Stated problem 1 —
Count the lines in the records below that contain the string "flooded", with case counting: how many are there? Give only the number.

Text to read —
--

If there’s a key moment in the campaign, it’s this — not the thesis, but the fact that McDonnell had footage of a current, embarassing moment on a matter of policy flip-flopping. McDonnell’s campaign has taken the perhaps unprecedented step of running a full-minute long ad statewide showing Deeds post-debate conversation with reporters, unedited footage of the candidate stumbling through his rhetorical attempts to allow wiggle room for some tax increases:

McDonnell has a key advantage over Deeds in these closing days – money. As of last week, McDonnell had $1.8 million more to spend on the race than Deeds, despite recent fundraisers and public support for the Democrat from Vice President Joe Biden, Former President Bill Clinton, Former Vice President Al Gore and of course, President Obama. This is already, “the most expensive race the Democratic Governors Association has ever run,” having put more than $4 million into the race. The Democratic National Committee has also pledged $6 million.

For Deeds to win, he won’t just need the vocal support of Obama, but also the new voters who came out to support the President last November – young people and african americans, many of both demographics were first time voters. It’s hard to count on new voters in an election. Many a campaign has died on the vine waiting for voters who aren’t part of the usual crowd to come out on election day, especially in an off year election such as this one. When the nation’s attention is drawn to politics, to campaigns as it is every four years when we pick a new President, it is easier for parties to root out those voters who aren’t as reliable. However, off-cycle elections are generally decided by a significantly smaller set of voters. Deeds hopes that trend is broken and that Obama’s army of voters from 2008 will come back to the polls and vote again for a Democrat.

A complicating factor here is that the nation’s attention is turned to debates in Washington over healthcare, cap-and-trade, bailouts and the wars in Iraq and Afghanistan. President Obama is now facing approval ratings among the lowest of his tenure with just 47% of Americans supportive of the job he’s doing. The news is even worse when you look at the primary issue of the day – healthcare. Just 42% of Americans approve of the proposed healthcare plan put forth by Obama and Congressional Democrats. Many are afraid of the prospect of a government run healthcare sector, something Republicans have latched onto in recent months.

--

Data lines —
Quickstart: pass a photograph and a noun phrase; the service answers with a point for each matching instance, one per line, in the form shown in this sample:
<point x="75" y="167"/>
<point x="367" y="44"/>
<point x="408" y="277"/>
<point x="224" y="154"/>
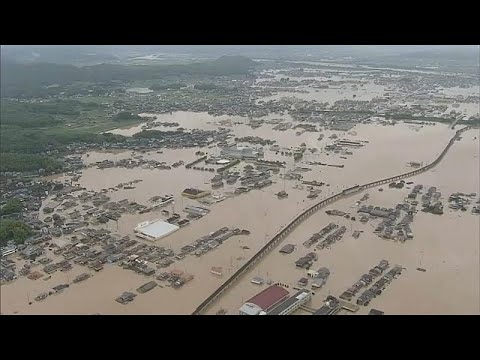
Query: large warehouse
<point x="264" y="301"/>
<point x="154" y="230"/>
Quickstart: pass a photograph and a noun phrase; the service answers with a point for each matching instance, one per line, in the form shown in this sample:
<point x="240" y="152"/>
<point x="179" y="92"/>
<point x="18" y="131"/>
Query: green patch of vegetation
<point x="125" y="116"/>
<point x="14" y="230"/>
<point x="14" y="162"/>
<point x="36" y="80"/>
<point x="11" y="207"/>
<point x="155" y="134"/>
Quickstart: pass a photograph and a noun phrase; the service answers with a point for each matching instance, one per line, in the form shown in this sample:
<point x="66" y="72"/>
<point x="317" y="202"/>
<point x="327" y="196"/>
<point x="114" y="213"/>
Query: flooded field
<point x="259" y="211"/>
<point x="446" y="246"/>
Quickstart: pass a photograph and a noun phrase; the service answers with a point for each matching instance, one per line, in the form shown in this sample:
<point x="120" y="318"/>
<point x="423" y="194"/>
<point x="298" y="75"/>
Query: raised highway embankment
<point x="284" y="232"/>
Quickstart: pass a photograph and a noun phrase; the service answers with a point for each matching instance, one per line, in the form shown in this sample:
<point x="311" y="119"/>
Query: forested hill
<point x="17" y="78"/>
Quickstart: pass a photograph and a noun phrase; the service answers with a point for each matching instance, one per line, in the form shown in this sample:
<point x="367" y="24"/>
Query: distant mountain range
<point x="95" y="54"/>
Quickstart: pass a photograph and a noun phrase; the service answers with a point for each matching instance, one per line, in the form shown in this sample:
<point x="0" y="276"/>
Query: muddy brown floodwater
<point x="448" y="244"/>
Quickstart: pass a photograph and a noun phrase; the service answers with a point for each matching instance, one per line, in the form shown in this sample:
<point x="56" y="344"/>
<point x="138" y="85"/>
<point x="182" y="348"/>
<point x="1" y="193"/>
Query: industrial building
<point x="196" y="210"/>
<point x="264" y="301"/>
<point x="290" y="305"/>
<point x="240" y="152"/>
<point x="192" y="193"/>
<point x="154" y="230"/>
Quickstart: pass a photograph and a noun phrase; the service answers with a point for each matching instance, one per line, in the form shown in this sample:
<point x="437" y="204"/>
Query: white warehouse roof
<point x="153" y="230"/>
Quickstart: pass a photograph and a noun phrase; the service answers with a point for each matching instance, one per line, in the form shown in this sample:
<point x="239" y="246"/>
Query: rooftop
<point x="268" y="297"/>
<point x="156" y="229"/>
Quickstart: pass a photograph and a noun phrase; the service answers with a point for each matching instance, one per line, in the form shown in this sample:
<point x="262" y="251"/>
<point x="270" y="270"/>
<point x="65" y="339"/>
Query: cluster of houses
<point x="379" y="286"/>
<point x="365" y="280"/>
<point x="320" y="235"/>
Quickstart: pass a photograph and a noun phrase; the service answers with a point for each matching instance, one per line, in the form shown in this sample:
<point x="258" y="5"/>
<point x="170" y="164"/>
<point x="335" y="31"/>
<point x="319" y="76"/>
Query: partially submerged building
<point x="193" y="193"/>
<point x="241" y="152"/>
<point x="264" y="301"/>
<point x="154" y="230"/>
<point x="292" y="304"/>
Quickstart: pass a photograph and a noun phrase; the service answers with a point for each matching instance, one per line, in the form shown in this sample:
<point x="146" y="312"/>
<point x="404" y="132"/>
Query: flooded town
<point x="288" y="188"/>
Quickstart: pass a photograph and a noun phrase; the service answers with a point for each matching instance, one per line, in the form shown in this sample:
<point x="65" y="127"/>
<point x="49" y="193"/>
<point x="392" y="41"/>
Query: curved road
<point x="314" y="208"/>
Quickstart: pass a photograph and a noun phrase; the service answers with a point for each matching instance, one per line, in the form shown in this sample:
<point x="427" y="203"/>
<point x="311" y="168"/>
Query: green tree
<point x="11" y="207"/>
<point x="14" y="230"/>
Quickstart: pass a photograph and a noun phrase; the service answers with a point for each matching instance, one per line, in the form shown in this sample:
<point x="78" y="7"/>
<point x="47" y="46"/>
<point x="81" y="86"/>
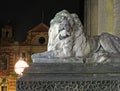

--

Stated problem 2 —
Could you write out, word for word, the part of the passage on the McDonnell and Deeds race above that opens with "A complicating factor" and closes with "in recent months."?

Expected output 1 —
2

Expected output 2 —
A complicating factor here is that the nation’s attention is turned to debates in Washington over healthcare, cap-and-trade, bailouts and the wars in Iraq and Afghanistan. President Obama is now facing approval ratings among the lowest of his tenure with just 47% of Americans supportive of the job he’s doing. The news is even worse when you look at the primary issue of the day – healthcare. Just 42% of Americans approve of the proposed healthcare plan put forth by Obama and Congressional Democrats. Many are afraid of the prospect of a government run healthcare sector, something Republicans have latched onto in recent months.